• [WHAT YOU HAVE TO DO] Which lines in the listing below contain the word "lime"? Pull each of them out and copy it.

• [AVAILABLE RECORDS]
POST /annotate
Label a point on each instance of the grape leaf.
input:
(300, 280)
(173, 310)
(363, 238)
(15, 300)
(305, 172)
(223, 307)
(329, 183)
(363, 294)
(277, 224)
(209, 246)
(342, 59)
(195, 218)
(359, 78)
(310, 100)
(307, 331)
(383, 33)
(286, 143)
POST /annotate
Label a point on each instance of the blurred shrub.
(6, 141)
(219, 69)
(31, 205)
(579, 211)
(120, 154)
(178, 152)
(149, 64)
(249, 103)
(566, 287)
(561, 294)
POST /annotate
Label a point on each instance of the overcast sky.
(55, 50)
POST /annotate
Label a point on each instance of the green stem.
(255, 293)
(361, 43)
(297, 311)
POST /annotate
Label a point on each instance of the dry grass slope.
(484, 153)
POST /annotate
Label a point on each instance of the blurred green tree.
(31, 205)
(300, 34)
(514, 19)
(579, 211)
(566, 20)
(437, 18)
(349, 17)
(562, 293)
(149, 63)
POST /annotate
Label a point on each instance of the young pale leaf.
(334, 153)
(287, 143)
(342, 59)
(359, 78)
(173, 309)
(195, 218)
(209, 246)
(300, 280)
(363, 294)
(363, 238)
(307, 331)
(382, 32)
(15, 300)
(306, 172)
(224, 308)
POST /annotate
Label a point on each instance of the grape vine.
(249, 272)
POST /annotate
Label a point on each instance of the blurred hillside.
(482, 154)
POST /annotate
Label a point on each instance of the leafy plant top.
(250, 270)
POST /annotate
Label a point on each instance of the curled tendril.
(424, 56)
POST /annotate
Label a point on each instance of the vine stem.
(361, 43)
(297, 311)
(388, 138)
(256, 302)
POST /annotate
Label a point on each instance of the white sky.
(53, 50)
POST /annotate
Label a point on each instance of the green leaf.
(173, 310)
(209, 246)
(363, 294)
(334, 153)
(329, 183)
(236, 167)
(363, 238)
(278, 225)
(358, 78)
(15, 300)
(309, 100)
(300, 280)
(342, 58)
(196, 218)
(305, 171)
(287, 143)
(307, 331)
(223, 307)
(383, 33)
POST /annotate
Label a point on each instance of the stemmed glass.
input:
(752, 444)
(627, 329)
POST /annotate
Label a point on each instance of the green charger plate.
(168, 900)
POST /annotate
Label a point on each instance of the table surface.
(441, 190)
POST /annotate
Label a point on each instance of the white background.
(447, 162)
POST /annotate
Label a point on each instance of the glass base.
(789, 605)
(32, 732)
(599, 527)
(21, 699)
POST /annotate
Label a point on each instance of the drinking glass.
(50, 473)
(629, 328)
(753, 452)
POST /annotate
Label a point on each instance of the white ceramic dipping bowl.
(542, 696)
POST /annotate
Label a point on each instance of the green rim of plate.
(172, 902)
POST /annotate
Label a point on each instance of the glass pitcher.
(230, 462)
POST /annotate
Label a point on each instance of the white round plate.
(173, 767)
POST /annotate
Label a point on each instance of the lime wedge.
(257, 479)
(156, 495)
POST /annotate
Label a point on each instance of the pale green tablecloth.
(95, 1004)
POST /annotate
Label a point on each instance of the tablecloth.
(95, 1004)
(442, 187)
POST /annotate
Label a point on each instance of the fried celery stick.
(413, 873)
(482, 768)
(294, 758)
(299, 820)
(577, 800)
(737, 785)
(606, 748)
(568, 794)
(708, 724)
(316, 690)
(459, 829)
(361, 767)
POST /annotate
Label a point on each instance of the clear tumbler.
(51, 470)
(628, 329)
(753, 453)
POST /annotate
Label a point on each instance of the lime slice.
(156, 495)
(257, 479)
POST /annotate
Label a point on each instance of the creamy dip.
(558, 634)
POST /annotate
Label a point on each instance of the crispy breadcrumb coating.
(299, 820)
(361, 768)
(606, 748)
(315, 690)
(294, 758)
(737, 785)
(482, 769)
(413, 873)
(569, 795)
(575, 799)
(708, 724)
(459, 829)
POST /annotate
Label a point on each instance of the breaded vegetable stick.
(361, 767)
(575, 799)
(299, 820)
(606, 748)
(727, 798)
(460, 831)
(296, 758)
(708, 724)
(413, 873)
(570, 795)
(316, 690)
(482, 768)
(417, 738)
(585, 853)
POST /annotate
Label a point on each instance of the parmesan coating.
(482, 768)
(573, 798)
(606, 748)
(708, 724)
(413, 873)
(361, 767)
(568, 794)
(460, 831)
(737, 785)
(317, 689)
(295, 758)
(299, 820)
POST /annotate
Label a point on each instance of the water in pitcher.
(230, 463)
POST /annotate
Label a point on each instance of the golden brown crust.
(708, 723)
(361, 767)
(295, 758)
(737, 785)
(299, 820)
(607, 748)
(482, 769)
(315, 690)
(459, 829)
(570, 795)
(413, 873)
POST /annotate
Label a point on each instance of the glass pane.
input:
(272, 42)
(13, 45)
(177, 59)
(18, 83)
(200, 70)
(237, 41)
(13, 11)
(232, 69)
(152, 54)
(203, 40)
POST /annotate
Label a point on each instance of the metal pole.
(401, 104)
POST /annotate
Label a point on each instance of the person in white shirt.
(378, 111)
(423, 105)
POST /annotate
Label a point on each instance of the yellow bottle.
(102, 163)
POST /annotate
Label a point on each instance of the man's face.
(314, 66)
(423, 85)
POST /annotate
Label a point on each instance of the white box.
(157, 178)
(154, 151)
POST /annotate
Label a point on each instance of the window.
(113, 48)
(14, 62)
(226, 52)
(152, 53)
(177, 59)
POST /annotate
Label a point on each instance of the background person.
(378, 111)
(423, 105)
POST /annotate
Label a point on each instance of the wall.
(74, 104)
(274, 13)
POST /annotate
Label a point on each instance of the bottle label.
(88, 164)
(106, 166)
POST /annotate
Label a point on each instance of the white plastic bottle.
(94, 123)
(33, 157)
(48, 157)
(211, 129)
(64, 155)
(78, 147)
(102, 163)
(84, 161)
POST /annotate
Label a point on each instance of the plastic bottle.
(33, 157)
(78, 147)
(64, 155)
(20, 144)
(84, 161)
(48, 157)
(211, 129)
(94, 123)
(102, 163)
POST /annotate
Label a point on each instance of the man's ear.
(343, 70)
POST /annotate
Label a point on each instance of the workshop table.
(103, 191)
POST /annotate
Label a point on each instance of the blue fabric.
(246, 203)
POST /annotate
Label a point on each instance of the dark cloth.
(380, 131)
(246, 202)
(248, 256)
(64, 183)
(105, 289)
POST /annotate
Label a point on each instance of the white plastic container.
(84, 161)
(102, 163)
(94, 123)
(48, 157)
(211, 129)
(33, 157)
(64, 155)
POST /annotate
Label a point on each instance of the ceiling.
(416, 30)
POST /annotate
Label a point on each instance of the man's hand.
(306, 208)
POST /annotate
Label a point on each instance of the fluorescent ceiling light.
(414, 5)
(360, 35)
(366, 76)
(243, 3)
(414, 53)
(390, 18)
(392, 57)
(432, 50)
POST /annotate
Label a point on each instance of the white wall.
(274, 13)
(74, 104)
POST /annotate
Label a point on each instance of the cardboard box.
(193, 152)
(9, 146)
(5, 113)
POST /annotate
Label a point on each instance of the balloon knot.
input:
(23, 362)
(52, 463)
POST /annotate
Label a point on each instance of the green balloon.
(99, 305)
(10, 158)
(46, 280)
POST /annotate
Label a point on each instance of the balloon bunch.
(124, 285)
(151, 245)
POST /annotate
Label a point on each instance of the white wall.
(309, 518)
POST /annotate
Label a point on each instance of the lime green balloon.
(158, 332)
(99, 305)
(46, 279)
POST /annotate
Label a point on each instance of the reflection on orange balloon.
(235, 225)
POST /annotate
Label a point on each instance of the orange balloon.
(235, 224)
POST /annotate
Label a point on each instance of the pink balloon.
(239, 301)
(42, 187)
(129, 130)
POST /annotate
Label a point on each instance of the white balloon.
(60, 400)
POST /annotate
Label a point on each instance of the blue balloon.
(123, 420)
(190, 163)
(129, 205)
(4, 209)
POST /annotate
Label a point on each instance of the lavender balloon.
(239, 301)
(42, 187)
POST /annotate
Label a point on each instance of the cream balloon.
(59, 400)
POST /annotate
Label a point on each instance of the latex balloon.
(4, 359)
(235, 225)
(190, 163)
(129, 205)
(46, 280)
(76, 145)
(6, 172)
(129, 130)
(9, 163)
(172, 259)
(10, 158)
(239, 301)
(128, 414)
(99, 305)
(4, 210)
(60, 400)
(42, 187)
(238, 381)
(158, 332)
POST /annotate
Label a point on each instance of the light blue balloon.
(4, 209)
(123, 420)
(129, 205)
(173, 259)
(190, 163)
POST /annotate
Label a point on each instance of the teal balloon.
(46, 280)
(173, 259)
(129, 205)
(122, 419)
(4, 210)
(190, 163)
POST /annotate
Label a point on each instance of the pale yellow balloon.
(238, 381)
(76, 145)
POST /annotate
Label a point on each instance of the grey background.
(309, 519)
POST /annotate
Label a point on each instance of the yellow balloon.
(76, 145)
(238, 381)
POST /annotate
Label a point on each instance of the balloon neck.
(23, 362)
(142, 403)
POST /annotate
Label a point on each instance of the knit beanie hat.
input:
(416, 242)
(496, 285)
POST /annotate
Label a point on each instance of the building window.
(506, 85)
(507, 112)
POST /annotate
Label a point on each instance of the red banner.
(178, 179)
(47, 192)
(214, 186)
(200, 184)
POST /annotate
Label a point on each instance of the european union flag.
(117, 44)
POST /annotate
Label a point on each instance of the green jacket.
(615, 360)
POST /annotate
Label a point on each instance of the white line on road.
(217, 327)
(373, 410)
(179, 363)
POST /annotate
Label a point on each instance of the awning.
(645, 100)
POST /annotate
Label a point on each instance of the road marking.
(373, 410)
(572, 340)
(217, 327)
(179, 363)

• [TASK ANSWER]
Label a point on each instance of the lime wedge.
Label a point on each instance of the lime slice.
Label a point on each instance of the lime green balloon.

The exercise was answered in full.